• Исходный листинг

..............................

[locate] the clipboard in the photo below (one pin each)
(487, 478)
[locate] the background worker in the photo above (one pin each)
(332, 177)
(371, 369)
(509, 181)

..............................

• Что требуется
Выпишите без изменений все строки листинга, приведённого выше.

• Ответ
[locate] the clipboard in the photo below (one pin each)
(487, 478)
[locate] the background worker in the photo above (one pin each)
(332, 177)
(371, 369)
(509, 181)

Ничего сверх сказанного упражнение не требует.